## Text shown
---

We did not really argue about policy, and neither of us had a heavy day of discussion national security stuff. I did get into some NATO stuff, but not too much.
Anyhow, I may have alienated a few followers by ramping up the frequency of my posts, but that was more than matched by the new followers I gained through the process. I kept battling people with many more twitter followers, and other folks observed the battle. I drove less away than one might expect.
More importantly, I got two things out of this (aside from temporarily quenching my thirst for any kind of validation I can find):
- I have expanded the number of folks I follow on twitter. Through the contest, I ended up reading the tweets of competitors I faced, other people in the tourney, and judges (to suck up to the latter). These folks are quite sharp and interesting, and many present views that I may have filtered out previously. So, I will be getting more info about more parts of the world from people with whom I don't always agree.
- I made some valuable contacts along the way. Hopefully, my next book will play a bit further in policy circles now that I "know" more people in such networks.
I was just glad to make it into the tourney. That I lasted as long as I did was mostly about luck (my first three opponents were a grad student, a journalist who forgot there was competition that day, and a muckraker who had more important things to do than tangle with me). But I do have a competitive gene or two--I want to win or at least endure. I knew I was going to lose this round--my opponent was sharp, well known, liked, and active. But to make it to the "Elite Eight" definitely Exceeded Expectations.

---

## Supplied material

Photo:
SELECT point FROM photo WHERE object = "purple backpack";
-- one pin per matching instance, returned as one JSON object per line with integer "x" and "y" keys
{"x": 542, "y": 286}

---

## Task statement
Transcribe word for word the stretch of the Twitter tournament post from "We did not really" through "one might expect.".

## Reply to the task
We did not really argue about policy, and neither of us had a heavy day of discussion national security stuff. I did get into some NATO stuff, but not too much.
Anyhow, I may have alienated a few followers by ramping up the frequency of my posts, but that was more than matched by the new followers I gained through the process. I kept battling people with many more twitter followers, and other folks observed the battle. I drove less away than one might expect.